* _Problem to solve_: Copy the lines of the records from the one containing "Question 7: The green foliage" through the end of the records, leaving every character unchanged.
※ ※ ※
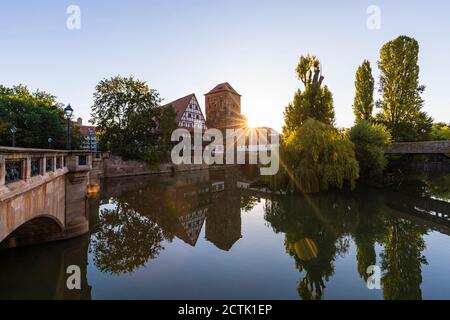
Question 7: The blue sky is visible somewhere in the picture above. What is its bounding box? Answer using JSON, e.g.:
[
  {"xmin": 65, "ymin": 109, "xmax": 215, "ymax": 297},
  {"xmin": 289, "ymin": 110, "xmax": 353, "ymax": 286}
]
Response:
[{"xmin": 0, "ymin": 0, "xmax": 450, "ymax": 129}]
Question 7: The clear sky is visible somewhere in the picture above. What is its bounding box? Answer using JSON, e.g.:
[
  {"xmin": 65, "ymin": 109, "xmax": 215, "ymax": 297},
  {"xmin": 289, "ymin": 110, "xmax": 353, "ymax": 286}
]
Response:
[{"xmin": 0, "ymin": 0, "xmax": 450, "ymax": 129}]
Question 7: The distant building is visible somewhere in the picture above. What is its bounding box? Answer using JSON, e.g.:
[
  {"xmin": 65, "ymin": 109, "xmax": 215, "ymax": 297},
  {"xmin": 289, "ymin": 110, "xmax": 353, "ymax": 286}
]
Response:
[
  {"xmin": 167, "ymin": 94, "xmax": 206, "ymax": 131},
  {"xmin": 205, "ymin": 82, "xmax": 245, "ymax": 130},
  {"xmin": 76, "ymin": 118, "xmax": 97, "ymax": 152}
]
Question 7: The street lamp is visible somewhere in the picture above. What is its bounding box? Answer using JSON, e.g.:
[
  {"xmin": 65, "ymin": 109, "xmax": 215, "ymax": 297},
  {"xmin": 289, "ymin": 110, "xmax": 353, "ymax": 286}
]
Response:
[
  {"xmin": 64, "ymin": 104, "xmax": 73, "ymax": 150},
  {"xmin": 88, "ymin": 128, "xmax": 94, "ymax": 152},
  {"xmin": 10, "ymin": 125, "xmax": 17, "ymax": 148}
]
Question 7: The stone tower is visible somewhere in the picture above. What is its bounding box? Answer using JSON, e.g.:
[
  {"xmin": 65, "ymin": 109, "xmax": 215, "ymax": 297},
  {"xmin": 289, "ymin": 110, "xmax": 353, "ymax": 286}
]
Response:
[{"xmin": 205, "ymin": 82, "xmax": 244, "ymax": 130}]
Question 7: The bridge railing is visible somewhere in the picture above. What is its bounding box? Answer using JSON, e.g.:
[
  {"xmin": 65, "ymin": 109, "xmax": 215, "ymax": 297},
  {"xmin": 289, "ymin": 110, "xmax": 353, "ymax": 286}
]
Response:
[
  {"xmin": 0, "ymin": 147, "xmax": 68, "ymax": 188},
  {"xmin": 386, "ymin": 140, "xmax": 450, "ymax": 154},
  {"xmin": 0, "ymin": 147, "xmax": 93, "ymax": 201}
]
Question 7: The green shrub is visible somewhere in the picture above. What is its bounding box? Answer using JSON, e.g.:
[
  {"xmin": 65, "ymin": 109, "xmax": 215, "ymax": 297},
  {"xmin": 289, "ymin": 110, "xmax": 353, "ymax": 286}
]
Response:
[
  {"xmin": 283, "ymin": 119, "xmax": 359, "ymax": 193},
  {"xmin": 349, "ymin": 120, "xmax": 391, "ymax": 178}
]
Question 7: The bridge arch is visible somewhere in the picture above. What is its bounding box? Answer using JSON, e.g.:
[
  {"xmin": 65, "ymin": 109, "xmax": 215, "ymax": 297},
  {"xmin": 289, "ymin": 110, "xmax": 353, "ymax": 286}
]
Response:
[{"xmin": 0, "ymin": 214, "xmax": 64, "ymax": 248}]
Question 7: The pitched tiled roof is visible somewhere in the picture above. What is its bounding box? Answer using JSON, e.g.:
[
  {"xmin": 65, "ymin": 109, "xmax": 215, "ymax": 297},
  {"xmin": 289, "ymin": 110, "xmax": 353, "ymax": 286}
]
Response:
[
  {"xmin": 166, "ymin": 93, "xmax": 195, "ymax": 122},
  {"xmin": 207, "ymin": 82, "xmax": 240, "ymax": 96},
  {"xmin": 78, "ymin": 126, "xmax": 97, "ymax": 136}
]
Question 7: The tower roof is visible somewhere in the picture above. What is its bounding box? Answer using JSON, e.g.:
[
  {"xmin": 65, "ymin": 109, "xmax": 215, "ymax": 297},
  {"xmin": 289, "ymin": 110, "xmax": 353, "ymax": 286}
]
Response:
[
  {"xmin": 206, "ymin": 82, "xmax": 240, "ymax": 96},
  {"xmin": 166, "ymin": 93, "xmax": 195, "ymax": 121}
]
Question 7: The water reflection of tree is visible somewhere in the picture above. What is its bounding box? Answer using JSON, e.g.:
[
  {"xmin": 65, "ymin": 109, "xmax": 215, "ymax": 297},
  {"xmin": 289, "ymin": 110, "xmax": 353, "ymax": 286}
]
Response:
[
  {"xmin": 241, "ymin": 195, "xmax": 259, "ymax": 212},
  {"xmin": 91, "ymin": 202, "xmax": 164, "ymax": 275},
  {"xmin": 265, "ymin": 192, "xmax": 426, "ymax": 299},
  {"xmin": 381, "ymin": 217, "xmax": 427, "ymax": 300},
  {"xmin": 266, "ymin": 195, "xmax": 355, "ymax": 300},
  {"xmin": 353, "ymin": 192, "xmax": 385, "ymax": 282}
]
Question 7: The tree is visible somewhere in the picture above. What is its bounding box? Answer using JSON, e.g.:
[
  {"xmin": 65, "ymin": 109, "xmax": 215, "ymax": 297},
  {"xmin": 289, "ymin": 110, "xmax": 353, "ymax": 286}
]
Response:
[
  {"xmin": 92, "ymin": 76, "xmax": 176, "ymax": 163},
  {"xmin": 353, "ymin": 60, "xmax": 374, "ymax": 121},
  {"xmin": 283, "ymin": 119, "xmax": 359, "ymax": 193},
  {"xmin": 376, "ymin": 36, "xmax": 433, "ymax": 141},
  {"xmin": 349, "ymin": 120, "xmax": 391, "ymax": 178},
  {"xmin": 430, "ymin": 122, "xmax": 450, "ymax": 140},
  {"xmin": 283, "ymin": 55, "xmax": 334, "ymax": 133},
  {"xmin": 0, "ymin": 85, "xmax": 82, "ymax": 149}
]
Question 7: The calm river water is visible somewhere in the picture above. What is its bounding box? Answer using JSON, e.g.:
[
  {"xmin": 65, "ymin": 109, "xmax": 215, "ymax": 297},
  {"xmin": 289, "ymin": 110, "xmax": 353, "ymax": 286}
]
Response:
[{"xmin": 0, "ymin": 169, "xmax": 450, "ymax": 299}]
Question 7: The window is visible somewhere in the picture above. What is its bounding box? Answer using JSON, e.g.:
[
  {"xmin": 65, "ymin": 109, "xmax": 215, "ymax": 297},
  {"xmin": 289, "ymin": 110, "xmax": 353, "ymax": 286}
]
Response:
[
  {"xmin": 78, "ymin": 156, "xmax": 87, "ymax": 166},
  {"xmin": 45, "ymin": 158, "xmax": 53, "ymax": 172},
  {"xmin": 5, "ymin": 160, "xmax": 23, "ymax": 184},
  {"xmin": 56, "ymin": 157, "xmax": 61, "ymax": 169},
  {"xmin": 31, "ymin": 159, "xmax": 41, "ymax": 177}
]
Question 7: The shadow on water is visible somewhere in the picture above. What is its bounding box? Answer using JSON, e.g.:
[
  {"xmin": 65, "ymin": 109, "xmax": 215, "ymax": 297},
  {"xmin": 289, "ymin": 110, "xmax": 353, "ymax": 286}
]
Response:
[{"xmin": 0, "ymin": 169, "xmax": 450, "ymax": 299}]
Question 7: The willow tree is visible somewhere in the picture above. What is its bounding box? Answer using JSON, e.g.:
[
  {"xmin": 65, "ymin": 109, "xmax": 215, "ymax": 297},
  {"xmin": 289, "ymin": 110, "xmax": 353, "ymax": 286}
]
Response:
[
  {"xmin": 377, "ymin": 36, "xmax": 433, "ymax": 141},
  {"xmin": 281, "ymin": 55, "xmax": 359, "ymax": 193},
  {"xmin": 353, "ymin": 60, "xmax": 375, "ymax": 122},
  {"xmin": 283, "ymin": 55, "xmax": 334, "ymax": 133},
  {"xmin": 283, "ymin": 119, "xmax": 359, "ymax": 193}
]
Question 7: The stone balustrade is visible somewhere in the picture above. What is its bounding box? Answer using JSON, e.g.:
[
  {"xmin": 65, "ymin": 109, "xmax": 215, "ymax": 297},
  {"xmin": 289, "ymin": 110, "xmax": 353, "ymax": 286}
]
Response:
[{"xmin": 0, "ymin": 147, "xmax": 93, "ymax": 248}]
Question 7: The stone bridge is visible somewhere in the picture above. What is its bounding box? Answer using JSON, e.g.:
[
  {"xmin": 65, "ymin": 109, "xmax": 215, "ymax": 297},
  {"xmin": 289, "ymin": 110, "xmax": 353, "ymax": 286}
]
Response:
[
  {"xmin": 0, "ymin": 147, "xmax": 97, "ymax": 248},
  {"xmin": 386, "ymin": 140, "xmax": 450, "ymax": 154}
]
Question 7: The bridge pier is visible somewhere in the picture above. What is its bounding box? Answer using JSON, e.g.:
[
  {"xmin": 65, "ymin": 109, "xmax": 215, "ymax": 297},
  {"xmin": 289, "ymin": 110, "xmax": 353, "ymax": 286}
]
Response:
[{"xmin": 0, "ymin": 147, "xmax": 92, "ymax": 249}]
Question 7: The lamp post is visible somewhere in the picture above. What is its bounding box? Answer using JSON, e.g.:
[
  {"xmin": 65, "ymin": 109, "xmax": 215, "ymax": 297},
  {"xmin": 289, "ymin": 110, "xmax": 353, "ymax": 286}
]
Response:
[
  {"xmin": 10, "ymin": 125, "xmax": 17, "ymax": 148},
  {"xmin": 64, "ymin": 104, "xmax": 73, "ymax": 150},
  {"xmin": 88, "ymin": 128, "xmax": 94, "ymax": 152}
]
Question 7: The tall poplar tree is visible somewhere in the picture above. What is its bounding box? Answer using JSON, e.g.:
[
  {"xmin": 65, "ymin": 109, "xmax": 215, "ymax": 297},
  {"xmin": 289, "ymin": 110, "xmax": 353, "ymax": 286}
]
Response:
[
  {"xmin": 353, "ymin": 60, "xmax": 374, "ymax": 122},
  {"xmin": 283, "ymin": 55, "xmax": 334, "ymax": 133},
  {"xmin": 377, "ymin": 36, "xmax": 433, "ymax": 141}
]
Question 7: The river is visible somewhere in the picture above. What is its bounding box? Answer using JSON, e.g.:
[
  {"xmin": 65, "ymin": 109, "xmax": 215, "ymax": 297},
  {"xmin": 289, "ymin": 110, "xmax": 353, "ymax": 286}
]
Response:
[{"xmin": 0, "ymin": 169, "xmax": 450, "ymax": 299}]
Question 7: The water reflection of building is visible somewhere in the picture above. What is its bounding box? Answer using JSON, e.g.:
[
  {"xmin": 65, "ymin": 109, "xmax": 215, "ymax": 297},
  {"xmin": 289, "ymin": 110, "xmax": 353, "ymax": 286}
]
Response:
[
  {"xmin": 205, "ymin": 168, "xmax": 242, "ymax": 251},
  {"xmin": 169, "ymin": 170, "xmax": 211, "ymax": 246}
]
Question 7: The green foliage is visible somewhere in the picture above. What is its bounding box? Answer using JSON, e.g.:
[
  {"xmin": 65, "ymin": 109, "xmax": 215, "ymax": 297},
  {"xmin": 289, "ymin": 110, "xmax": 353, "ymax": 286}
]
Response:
※ ※ ※
* _Solution below_:
Question 7: The green foliage is visible somewhere in the picture above. What is its bounding box? Answer using JSON, e.g.:
[
  {"xmin": 65, "ymin": 109, "xmax": 215, "ymax": 297},
  {"xmin": 289, "ymin": 110, "xmax": 353, "ymax": 286}
]
Response:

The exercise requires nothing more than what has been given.